> **PASAJE EXTRAÍDO**
* * * * *

El cuarto kirchnerismo y la maquinaria oxidada del poder
Primero, hay que ganar. Segundo, con ganar no alcanza. Tercero, hay que volver a ganar, casi sin pausa, en las elecciones de medio término, como en este 2021. Y cuarto, hay que ganar dos veces y que sean seguidas: la alternancia en las elecciones presidenciales es un riesgo que solo se puede llegar a correr después de dos períodos en el gobierno. Aun así, tampoco alcanza: en esta era latinoamericana de “presidentes supervisados”, según la definición del argentino Bruno Binetti, especialista en relaciones internacionales que piensa el país desde la London School of Economics, el cuarto kirchnerismo tiene bien claro que ninguna astucia político-electoral es suficiente en una democracia que acumula y genera deudas reales aunque otorgue triunfos electorales por 12 años más otros cuatro. Lo de “supervisado” apunta a la Argentina bicéfala o a la del “hipervicepresidencialismo”, por el peso de Cristina Kirchner en la presidencia de Alberto Fernández, del politólogo Luis Tonelli. La astucia política por antonomasia que hoy está expuesta a sus límites.

* * * * *

> **TAREA BREVE**
Retoma el texto sobre el cuarto kirchnerismo y continúalo a partir de su última oración.

* * * * *

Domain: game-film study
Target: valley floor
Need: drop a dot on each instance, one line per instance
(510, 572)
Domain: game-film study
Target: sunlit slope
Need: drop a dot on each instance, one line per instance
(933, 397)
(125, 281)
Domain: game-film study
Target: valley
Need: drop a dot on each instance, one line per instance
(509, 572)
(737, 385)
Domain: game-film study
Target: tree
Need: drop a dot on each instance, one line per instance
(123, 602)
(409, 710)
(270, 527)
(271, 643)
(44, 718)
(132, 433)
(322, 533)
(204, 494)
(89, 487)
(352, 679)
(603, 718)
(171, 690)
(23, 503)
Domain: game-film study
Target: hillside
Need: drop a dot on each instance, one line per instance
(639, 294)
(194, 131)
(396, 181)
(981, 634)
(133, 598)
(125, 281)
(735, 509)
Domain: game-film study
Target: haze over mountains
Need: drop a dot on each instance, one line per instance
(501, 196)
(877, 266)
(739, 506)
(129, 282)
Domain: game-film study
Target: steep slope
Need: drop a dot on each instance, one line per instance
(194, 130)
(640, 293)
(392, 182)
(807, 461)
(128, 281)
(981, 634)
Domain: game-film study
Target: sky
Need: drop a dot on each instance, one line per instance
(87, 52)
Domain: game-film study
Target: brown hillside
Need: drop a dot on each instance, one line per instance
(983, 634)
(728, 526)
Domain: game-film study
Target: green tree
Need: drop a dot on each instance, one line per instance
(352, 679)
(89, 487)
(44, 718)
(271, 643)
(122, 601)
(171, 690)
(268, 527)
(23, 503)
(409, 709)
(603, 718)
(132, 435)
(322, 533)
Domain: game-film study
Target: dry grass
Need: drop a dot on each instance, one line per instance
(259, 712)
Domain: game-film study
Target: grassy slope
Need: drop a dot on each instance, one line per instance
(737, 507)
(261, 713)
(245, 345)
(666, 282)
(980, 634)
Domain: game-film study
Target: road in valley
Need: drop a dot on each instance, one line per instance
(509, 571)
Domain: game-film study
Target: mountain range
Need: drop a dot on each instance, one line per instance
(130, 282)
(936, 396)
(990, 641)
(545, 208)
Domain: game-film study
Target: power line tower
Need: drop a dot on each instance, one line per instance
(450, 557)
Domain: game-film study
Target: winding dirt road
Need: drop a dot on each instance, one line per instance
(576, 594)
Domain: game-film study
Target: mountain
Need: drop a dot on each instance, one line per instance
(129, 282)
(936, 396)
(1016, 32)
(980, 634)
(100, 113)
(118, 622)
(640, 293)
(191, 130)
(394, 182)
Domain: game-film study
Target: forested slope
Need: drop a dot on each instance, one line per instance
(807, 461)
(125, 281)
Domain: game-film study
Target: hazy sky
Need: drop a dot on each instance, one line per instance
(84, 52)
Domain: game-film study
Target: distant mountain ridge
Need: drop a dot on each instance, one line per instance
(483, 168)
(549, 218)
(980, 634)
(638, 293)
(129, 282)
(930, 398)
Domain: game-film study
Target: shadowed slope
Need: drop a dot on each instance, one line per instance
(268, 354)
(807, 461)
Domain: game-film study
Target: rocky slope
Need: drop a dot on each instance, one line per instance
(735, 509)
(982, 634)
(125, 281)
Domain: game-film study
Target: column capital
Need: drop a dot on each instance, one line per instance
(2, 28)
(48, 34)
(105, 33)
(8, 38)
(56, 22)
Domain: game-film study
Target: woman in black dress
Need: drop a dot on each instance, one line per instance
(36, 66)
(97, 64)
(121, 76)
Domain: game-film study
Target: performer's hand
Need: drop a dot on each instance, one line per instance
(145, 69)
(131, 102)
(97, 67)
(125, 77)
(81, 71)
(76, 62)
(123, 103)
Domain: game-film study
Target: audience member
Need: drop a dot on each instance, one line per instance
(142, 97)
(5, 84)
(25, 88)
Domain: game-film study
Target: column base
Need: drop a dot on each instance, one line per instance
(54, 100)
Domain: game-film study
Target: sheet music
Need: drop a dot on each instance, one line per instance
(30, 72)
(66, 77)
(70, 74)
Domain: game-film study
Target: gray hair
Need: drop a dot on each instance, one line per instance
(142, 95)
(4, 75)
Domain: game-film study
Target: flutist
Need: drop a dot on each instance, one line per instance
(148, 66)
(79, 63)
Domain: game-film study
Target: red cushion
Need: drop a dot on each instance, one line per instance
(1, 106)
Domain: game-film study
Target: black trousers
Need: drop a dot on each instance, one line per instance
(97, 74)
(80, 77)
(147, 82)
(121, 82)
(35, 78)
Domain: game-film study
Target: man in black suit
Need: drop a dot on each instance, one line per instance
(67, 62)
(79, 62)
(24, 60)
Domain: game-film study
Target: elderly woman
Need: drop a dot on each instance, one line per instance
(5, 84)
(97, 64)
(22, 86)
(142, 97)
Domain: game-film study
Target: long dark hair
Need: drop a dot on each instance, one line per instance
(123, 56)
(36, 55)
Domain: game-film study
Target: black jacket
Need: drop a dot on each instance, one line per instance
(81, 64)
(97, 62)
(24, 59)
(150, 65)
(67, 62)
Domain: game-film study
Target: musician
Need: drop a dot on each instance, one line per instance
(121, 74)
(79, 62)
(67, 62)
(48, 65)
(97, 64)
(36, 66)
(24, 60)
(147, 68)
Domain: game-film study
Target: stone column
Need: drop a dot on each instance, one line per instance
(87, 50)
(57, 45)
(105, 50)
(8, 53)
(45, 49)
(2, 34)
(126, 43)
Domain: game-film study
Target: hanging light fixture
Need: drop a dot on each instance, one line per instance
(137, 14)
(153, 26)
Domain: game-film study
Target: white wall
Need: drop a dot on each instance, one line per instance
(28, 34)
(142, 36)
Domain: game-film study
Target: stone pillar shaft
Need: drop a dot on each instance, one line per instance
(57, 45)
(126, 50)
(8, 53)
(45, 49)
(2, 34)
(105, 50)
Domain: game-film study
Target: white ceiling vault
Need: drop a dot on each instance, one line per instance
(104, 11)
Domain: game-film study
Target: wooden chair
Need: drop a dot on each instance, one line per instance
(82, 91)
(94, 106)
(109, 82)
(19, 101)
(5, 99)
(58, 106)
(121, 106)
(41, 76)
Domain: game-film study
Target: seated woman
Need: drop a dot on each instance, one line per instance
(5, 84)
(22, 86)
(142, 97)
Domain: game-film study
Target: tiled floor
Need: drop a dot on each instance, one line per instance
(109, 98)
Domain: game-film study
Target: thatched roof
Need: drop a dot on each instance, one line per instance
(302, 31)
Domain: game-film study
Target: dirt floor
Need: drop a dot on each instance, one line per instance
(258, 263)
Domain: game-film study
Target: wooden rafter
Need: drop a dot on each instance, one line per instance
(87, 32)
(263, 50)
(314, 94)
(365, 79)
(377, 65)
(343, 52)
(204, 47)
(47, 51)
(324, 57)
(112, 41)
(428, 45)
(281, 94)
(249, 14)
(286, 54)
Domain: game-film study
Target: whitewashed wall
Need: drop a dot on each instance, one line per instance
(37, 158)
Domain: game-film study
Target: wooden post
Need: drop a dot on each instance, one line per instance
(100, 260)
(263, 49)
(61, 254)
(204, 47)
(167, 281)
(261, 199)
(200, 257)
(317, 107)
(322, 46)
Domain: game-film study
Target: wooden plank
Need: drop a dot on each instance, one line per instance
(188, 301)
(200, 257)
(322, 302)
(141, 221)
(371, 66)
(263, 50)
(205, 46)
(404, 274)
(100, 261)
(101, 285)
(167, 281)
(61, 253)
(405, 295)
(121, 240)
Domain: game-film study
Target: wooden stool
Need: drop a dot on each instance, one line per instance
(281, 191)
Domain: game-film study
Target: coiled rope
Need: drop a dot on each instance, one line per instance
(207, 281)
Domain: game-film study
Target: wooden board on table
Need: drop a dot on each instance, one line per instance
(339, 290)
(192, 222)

* * * * *

> **RESPUESTA A CONTINUACIÓN**
Lo interesante es esto: mientras que la democracia electoral, la de las reglas del juego básico y esencial de la democracia que determinan cómo se conquista y distribuye el poder, se refina cada vez más en la Argentina, la democracia real, la que derrama sus efectos en la calidad de vida de las personas de carne y hueso, se degrada al mismo ritmo. Las PASO, la encuesta nacional más confiable de todas y guadaña del arbusto de la política con apetencias de poder; la consolidación de coaliciones electorales que contienen con orden más que aceptable el descontento popular; los niveles de participación de los argentinos a la hora de votar, y el gran acto de creatividad electoral de Cristina Kirchner es 2019 son prueba de lo primero. El drama de los indicadores de la vida social y económica es prueba de lo segundo. El contraste entre el orden electoral y el desorden de lo real es trágico. En el trasfondo, el escenario que organiza esas cuatro lecciones electorales en torno al “ganar” dice que una cosa es la sofisticación del tablero político-electoral argentino, envidiable en la región, y otra, la capacidad de encontrar soluciones en el terreno real.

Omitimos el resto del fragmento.